Exercise directions:
Can you copy out all the lines below, switching every "photograph" to "image" and changing nothing else, with the pictures left out?

Material provided:

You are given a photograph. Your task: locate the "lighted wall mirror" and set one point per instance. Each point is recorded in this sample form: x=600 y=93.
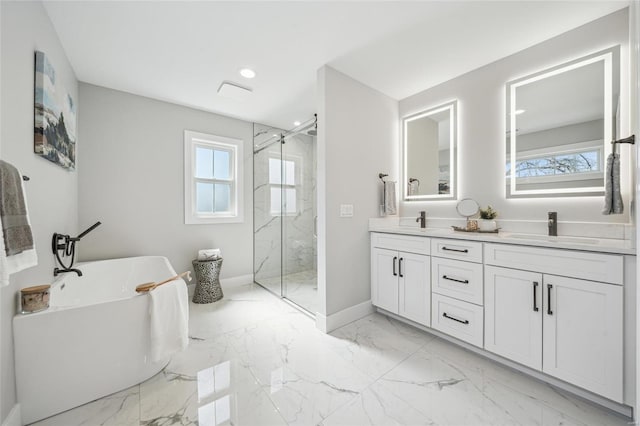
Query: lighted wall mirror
x=560 y=123
x=429 y=154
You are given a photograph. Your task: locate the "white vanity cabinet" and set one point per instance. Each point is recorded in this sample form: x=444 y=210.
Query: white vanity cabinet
x=568 y=327
x=456 y=286
x=400 y=276
x=554 y=311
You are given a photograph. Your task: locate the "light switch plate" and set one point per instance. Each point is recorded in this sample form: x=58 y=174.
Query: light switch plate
x=346 y=210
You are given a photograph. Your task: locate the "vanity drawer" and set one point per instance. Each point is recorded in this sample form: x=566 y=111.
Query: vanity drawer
x=607 y=268
x=457 y=279
x=462 y=320
x=470 y=251
x=407 y=243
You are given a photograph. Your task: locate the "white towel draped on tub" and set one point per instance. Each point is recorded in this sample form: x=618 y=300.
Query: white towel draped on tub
x=17 y=249
x=169 y=319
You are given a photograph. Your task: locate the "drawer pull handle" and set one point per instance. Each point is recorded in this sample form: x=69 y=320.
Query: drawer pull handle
x=455 y=319
x=456 y=280
x=458 y=250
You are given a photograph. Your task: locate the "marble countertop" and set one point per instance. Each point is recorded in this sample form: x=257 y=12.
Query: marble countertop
x=601 y=245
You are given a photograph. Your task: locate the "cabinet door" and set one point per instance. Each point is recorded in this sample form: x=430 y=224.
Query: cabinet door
x=583 y=334
x=415 y=289
x=384 y=279
x=513 y=315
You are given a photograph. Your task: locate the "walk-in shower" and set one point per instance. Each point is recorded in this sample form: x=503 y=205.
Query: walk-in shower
x=284 y=212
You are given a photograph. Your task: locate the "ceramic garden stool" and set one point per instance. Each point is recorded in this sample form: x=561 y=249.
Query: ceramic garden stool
x=208 y=288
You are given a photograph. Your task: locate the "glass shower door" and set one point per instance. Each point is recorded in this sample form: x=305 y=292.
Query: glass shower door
x=299 y=242
x=267 y=222
x=284 y=175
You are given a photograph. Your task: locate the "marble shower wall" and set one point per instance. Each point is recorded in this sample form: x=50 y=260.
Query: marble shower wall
x=291 y=235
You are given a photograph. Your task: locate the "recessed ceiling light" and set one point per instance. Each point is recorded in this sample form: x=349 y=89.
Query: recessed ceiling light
x=247 y=73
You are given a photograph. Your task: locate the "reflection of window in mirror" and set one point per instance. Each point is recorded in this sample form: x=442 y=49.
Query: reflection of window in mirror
x=429 y=153
x=559 y=125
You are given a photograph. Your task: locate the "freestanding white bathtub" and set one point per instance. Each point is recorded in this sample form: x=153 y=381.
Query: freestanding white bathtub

The result:
You are given a image. Your task: locate the "lighted wall mirror" and set one point per instance. Each point is recorded in this sample form: x=600 y=93.
Query: lighted wall mirror
x=560 y=123
x=429 y=154
You are given a image. Your task: locate the "white vanity cabinet" and set one point per instance. Each point is recorded in this sample form: x=444 y=210.
Query: white vanity cabinet
x=568 y=327
x=456 y=286
x=400 y=276
x=554 y=311
You are given a image. Your task: locate the "light switch plate" and set one point per instance. Each point is recorded in this sample form: x=58 y=174.
Query: light switch plate
x=346 y=210
You are given a image. Your task: locate the "vanity drawer" and set one point per instance. Each point is recorded in this sample form: x=566 y=111.
Query: vanity drawer
x=607 y=268
x=457 y=279
x=462 y=320
x=470 y=251
x=407 y=243
You are given a image. Your task: locate the "white towel draped on tub" and set one point per instance. Each point is recorded in this sample form: x=618 y=300.
Query: white towel draped on tub
x=17 y=249
x=169 y=319
You are given a image. Your task: locate the "drawer pull handle" and set one point per instance. Each point is recorded in this sample form: x=69 y=320.
Query: drawer pull handle
x=455 y=319
x=456 y=280
x=458 y=250
You are given a image. Your task: locate the "marble countertop" and set one point per instance. Each point is recorded in this sample form: x=257 y=12.
Query: marble countertop
x=601 y=245
You are given a image. Your task: locate the "cabinet door" and set one point per instance. Each point is recorded in this sample form: x=430 y=224.
Query: cabinet door
x=583 y=334
x=415 y=289
x=384 y=279
x=513 y=315
You are given a image. Your task: locate the "walk-in shower" and set one point per instance. Each point is recorded in this sample form: x=503 y=205.
Query: walk-in shower
x=284 y=212
You are given a image. Your task: locate the "ceramic garden stool" and set one point per instance. Each point is recorded in this sample form: x=561 y=249.
Query: ceramic garden stool
x=208 y=288
You are given a image. Your task: locate the "glass shower door" and set one point per instance. Each point is recorded in this sample form: x=305 y=292.
Query: glass shower door
x=299 y=242
x=267 y=222
x=284 y=175
You are given a image. Your task: locate the "marble shower wall" and set one point per instance. Each point is recorded in this sample form: x=50 y=260.
Query: marble shower wall
x=291 y=235
You are given a image. Your task: locate the "recessed ceiling light" and set one point per instance. Each point is recorded in this sample form: x=349 y=89.
Query: recessed ceiling light
x=247 y=73
You are given a image. Your task: locate the "reflection of window in mirror" and set one point per instance. Each point is recorded in this sample form: x=442 y=49.
Query: reflection of window in mirror
x=429 y=153
x=559 y=125
You are given a image. Your task: locate the "freestanding white bathtub" and set one point per instance. Each point is recorded in this sample form: x=153 y=381.
Query: freestanding white bathtub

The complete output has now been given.